[Lines of data]
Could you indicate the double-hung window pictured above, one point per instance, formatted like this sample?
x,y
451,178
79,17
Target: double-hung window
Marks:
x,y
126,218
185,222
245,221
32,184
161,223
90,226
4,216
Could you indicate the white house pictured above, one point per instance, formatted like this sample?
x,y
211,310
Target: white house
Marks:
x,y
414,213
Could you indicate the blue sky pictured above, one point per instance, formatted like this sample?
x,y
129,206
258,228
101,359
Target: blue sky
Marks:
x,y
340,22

==

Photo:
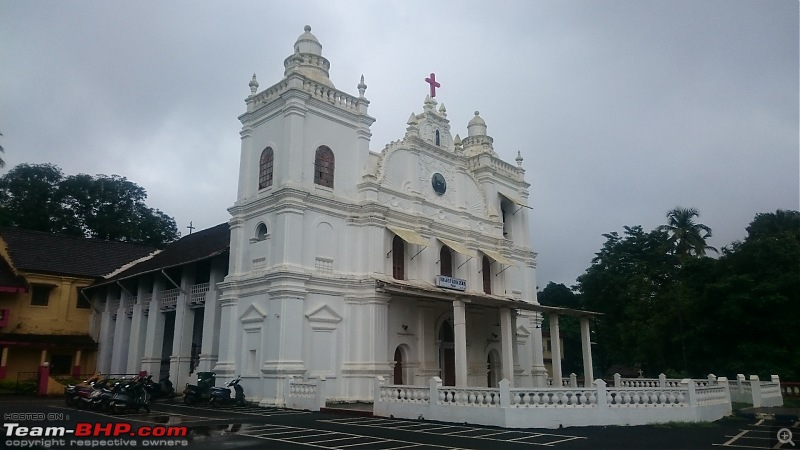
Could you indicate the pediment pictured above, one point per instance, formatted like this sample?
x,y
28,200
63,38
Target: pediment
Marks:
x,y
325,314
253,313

--

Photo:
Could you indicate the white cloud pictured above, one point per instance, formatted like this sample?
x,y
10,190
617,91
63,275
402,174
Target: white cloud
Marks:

Given problem - Return each line of the records that includes the string "above".

Completed task -
Could you indicate the double-hung window pictured above, one point per instance, formatted like this sample?
Could you indicate the white house pictured above, one point per instance, formatted like this sample?
Could you indicate the blue sky pictured above, one point per instance, formatted like this sample?
Could you indicate the pediment pictured above, one point per instance, formatted like this sample?
Could you indicate the white cloud pictured above, one point per instance, formatted like this sample?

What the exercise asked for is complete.